(DOCUMENT EXCERPT begins)
Thanks Guy for giving us the abstract to the Ostry and others (2011) paper. I'm not sure if PubMed or Phytopathology allows free access directly, but the Forest Service does! The complete text is here:
https://www.nrs.fs.fed.us/pubs/jrnl/2011/nrs_2011_ostry_001.pdf
I was the group's immediate or second-line supervisor during the development of the piece. I'm not claiming anything except I facilitated and provided proper technical review and approval for publication. Probably the biggest insight in the paper is that all tree and forest diseases are complex and most all present some features consistent with somebody's definition of decline.
In the early 20th Century, the term "decline" related to what a grower or farmer would call "unthriftiness" or "low vigor". Later, the term was applied to diseases with unknown causes. Then, as science found new biological causes (say, viruses, mycoplasmas, fastidious bacteria), diseases would gain a new name based as often on appearance as on causal agent. Think "elm yellows" here. As plant pathology got more metabolic and genetic, less emphasis was paid on the disease triangle and more on absolute susceptibility and resistance. Think fusiform rust or cedar-apple rust. Environment has much less of an obvious role here. Virulent pathogen meets susceptible host = disease. Underlying stress has little or nothing to do with it. By mid-century into the 1970s, the catchphrase for plant disease was "gene-for-gene", that disease or lack of disease was the interaction of genetic products that could be reduced conceptually to a one-on-one interaction. Works well for rust, less well for powdery mildew, and not at all for most of what we deal with.
(DOCUMENT EXCERPT ends)
(INPUT DATA begins)
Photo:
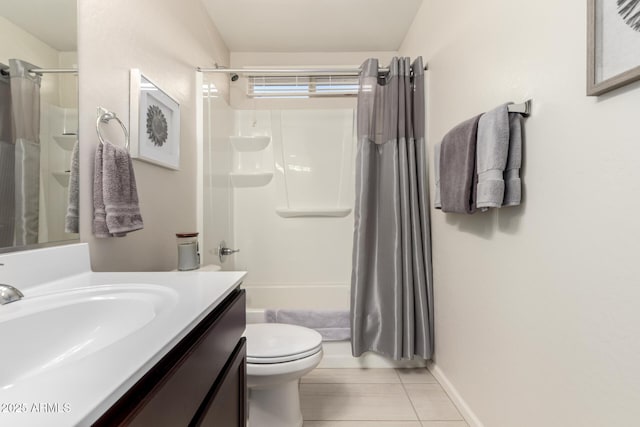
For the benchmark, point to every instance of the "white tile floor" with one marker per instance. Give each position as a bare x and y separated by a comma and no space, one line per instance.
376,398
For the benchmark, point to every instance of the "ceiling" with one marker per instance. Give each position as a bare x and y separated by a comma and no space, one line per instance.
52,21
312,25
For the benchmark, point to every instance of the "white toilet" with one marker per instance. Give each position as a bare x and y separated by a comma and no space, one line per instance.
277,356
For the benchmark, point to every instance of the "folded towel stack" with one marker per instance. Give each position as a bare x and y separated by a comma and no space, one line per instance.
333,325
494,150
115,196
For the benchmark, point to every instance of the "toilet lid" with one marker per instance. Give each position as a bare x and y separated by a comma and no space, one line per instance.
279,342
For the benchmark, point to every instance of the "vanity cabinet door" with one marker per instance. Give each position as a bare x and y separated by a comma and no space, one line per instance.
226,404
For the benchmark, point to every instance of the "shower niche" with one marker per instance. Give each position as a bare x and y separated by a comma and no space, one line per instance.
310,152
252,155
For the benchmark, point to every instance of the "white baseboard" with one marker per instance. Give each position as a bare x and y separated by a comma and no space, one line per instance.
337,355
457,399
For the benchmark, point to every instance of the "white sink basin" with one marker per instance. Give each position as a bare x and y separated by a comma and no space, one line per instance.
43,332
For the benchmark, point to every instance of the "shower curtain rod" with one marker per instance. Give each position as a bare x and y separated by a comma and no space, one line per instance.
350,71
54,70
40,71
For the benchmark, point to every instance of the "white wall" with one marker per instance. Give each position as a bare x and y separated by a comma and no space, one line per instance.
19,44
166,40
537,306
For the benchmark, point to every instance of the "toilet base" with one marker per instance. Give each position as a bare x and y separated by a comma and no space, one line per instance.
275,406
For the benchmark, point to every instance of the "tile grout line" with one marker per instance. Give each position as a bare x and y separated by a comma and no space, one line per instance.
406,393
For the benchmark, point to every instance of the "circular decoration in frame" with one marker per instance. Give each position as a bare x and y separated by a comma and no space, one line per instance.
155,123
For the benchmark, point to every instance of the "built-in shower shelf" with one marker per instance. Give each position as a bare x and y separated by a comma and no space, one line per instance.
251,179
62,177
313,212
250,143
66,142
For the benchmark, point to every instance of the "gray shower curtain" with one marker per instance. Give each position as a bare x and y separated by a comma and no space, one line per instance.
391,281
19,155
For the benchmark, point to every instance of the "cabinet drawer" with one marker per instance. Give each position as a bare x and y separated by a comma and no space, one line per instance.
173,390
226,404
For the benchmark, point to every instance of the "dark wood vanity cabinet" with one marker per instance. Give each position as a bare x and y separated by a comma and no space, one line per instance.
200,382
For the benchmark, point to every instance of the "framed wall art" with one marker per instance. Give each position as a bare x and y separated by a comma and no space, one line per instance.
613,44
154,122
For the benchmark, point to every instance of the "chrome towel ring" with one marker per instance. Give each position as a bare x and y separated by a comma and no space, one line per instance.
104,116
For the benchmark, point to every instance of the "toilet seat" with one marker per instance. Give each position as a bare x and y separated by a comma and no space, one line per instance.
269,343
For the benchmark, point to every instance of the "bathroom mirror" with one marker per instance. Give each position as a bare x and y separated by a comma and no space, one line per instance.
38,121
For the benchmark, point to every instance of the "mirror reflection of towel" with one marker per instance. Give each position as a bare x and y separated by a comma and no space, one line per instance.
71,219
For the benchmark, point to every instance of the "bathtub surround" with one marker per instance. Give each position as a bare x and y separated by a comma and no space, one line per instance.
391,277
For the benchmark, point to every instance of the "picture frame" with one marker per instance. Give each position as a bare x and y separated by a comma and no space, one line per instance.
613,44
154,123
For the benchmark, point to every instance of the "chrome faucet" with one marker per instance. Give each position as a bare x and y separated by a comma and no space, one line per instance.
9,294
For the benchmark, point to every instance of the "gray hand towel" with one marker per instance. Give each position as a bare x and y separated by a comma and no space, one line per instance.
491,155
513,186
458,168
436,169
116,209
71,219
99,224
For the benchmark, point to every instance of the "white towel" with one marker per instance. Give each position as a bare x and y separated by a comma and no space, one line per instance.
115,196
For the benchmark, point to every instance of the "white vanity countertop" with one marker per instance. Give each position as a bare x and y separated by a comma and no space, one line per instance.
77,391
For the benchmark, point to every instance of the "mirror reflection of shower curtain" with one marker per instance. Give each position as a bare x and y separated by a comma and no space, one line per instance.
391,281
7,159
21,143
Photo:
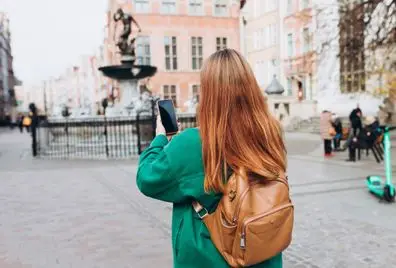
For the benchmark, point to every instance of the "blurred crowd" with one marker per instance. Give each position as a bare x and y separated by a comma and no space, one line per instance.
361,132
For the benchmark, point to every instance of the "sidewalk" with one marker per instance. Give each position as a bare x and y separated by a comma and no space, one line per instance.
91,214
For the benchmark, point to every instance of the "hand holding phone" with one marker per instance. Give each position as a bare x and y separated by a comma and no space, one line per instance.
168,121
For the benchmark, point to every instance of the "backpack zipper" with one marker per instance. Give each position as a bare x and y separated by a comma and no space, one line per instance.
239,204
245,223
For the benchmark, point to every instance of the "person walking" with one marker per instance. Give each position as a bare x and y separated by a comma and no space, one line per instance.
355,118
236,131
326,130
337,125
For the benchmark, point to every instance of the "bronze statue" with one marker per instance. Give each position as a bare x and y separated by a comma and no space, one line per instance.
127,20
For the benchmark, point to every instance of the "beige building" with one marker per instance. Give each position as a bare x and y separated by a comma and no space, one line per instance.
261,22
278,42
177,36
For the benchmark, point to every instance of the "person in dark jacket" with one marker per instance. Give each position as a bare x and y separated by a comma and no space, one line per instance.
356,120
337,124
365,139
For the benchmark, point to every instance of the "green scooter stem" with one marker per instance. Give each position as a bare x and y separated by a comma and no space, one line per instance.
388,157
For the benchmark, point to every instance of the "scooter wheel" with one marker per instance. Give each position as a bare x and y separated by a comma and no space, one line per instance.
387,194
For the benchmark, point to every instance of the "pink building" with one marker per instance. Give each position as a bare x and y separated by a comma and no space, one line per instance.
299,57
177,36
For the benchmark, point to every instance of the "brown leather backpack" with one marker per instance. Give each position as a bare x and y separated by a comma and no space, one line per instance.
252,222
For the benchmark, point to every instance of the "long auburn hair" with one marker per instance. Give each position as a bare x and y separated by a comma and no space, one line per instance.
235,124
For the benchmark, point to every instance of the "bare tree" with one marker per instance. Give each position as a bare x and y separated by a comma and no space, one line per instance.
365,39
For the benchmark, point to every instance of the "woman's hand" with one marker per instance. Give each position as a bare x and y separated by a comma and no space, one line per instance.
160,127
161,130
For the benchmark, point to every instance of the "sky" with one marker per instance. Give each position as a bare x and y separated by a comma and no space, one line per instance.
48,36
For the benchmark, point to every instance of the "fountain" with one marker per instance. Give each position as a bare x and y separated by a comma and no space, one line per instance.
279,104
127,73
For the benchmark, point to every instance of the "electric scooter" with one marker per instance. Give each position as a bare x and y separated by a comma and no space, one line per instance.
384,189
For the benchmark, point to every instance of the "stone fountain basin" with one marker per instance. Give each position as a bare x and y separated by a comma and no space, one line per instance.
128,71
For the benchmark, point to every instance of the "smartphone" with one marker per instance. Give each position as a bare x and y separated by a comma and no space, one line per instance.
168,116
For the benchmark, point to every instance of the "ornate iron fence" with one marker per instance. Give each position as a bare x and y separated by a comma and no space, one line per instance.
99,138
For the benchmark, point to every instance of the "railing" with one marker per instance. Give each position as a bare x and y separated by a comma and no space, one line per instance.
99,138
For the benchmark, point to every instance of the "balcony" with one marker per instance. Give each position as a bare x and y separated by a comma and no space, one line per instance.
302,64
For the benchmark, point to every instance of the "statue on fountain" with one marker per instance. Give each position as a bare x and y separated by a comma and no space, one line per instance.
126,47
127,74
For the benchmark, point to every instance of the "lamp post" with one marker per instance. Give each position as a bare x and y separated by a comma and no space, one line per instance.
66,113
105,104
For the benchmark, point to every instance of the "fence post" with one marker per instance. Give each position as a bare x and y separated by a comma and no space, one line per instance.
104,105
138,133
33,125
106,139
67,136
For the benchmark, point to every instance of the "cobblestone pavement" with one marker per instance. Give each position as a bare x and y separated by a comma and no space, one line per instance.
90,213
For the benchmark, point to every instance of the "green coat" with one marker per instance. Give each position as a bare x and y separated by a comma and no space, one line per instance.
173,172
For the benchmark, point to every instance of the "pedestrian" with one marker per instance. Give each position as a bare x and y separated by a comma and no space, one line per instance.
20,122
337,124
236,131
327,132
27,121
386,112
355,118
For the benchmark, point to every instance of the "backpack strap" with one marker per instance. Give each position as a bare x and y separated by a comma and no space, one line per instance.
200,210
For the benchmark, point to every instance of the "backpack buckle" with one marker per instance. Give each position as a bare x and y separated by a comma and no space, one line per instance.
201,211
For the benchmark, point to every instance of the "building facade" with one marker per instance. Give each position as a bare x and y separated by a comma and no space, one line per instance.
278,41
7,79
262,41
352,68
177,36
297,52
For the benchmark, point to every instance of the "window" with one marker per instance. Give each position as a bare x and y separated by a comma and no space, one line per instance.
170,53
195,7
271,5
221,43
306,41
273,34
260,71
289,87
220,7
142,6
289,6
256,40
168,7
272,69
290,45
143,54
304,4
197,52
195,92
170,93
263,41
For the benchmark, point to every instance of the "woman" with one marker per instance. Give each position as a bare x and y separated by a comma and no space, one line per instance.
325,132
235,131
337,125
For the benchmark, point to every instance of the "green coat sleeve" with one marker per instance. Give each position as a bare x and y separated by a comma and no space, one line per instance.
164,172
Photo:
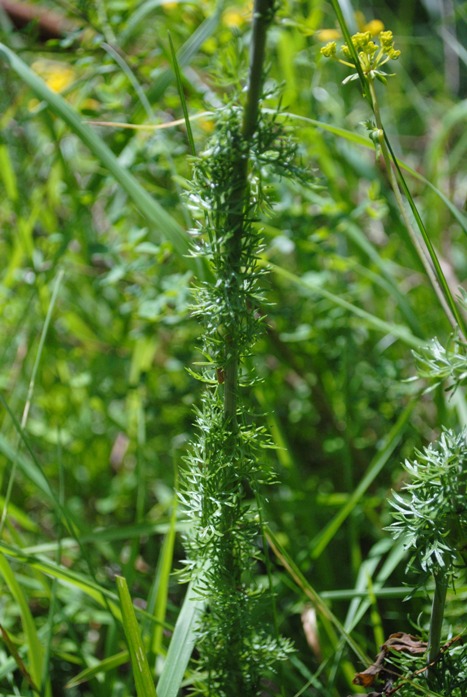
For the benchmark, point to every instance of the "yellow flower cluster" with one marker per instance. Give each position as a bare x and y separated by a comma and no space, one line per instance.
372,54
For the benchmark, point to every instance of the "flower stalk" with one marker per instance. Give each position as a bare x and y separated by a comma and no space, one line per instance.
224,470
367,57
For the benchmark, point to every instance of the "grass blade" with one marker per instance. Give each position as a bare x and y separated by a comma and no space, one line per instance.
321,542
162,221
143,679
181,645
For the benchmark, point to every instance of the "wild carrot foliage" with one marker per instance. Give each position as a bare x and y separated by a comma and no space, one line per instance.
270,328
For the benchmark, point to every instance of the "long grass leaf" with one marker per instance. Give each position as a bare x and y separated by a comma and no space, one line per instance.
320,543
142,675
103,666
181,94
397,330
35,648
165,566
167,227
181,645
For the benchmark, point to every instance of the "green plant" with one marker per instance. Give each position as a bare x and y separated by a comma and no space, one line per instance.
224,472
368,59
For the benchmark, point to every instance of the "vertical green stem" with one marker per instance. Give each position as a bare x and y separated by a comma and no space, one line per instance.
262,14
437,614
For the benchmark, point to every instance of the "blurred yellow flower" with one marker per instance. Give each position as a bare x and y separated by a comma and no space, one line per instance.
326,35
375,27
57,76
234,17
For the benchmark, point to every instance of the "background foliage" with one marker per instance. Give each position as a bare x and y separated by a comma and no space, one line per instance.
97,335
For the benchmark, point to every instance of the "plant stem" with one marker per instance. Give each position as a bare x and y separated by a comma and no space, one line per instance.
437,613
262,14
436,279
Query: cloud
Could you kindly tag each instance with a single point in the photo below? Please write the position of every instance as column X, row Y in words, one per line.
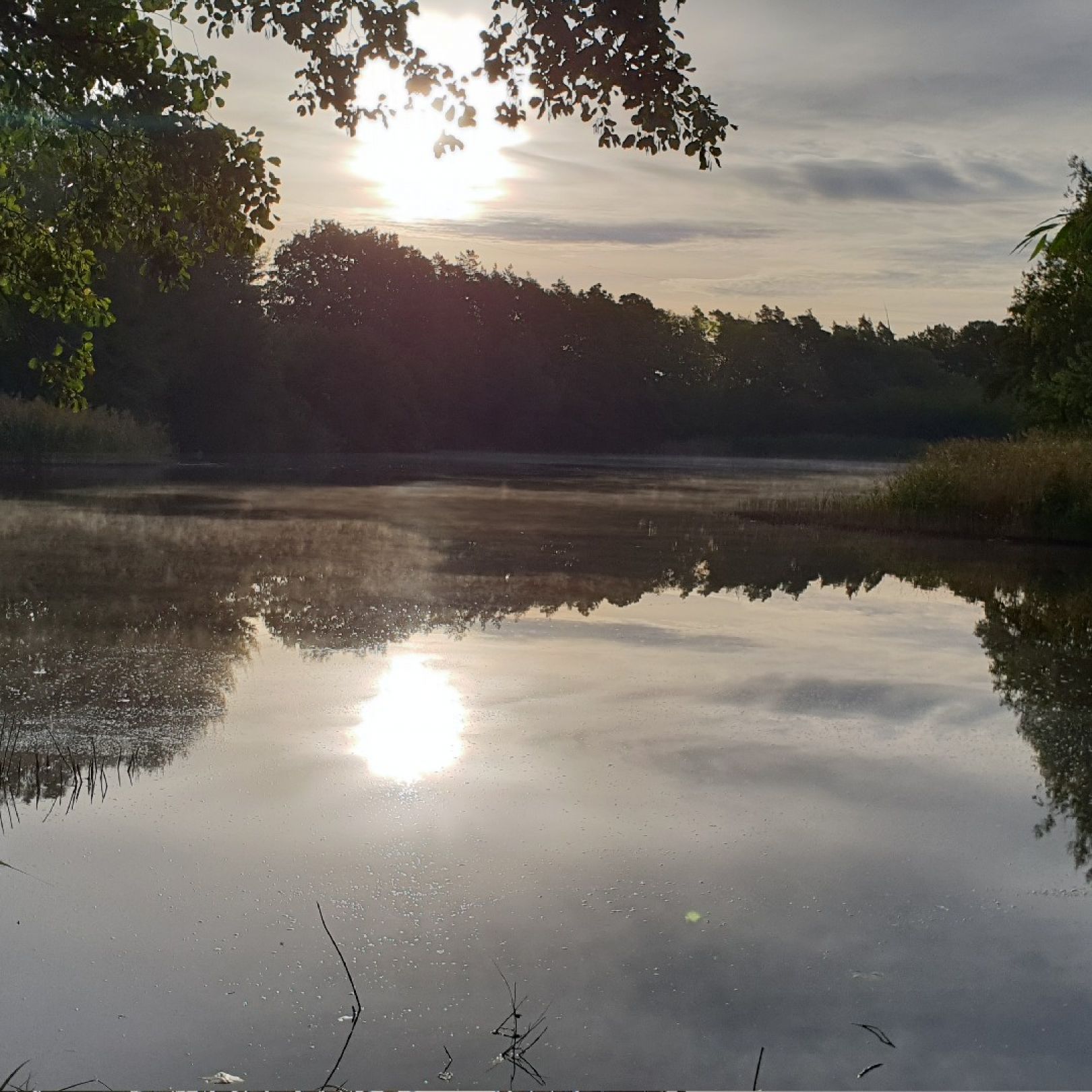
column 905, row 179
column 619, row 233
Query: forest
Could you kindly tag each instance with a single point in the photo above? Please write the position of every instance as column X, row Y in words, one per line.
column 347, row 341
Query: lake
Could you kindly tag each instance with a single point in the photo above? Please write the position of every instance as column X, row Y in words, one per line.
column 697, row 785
(INPUT DATA ends)
• WORK REQUEST: Write out everything in the post on forest disease decline from "Thanks Guy for" down to "definition of decline.", substituting "manager" for "supervisor". Answer from the post on forest disease decline alone.

• PROBLEM SOLUTION:
Thanks Guy for giving us the abstract to the Ostry and others (2011) paper. I'm not sure if PubMed or Phytopathology allows free access directly, but the Forest Service does! The complete text is here:
https://www.nrs.fs.fed.us/pubs/jrnl/2011/nrs_2011_ostry_001.pdf
I was the group's immediate or second-line manager during the development of the piece. I'm not claiming anything except I facilitated and provided proper technical review and approval for publication. Probably the biggest insight in the paper is that all tree and forest diseases are complex and most all present some features consistent with somebody's definition of decline.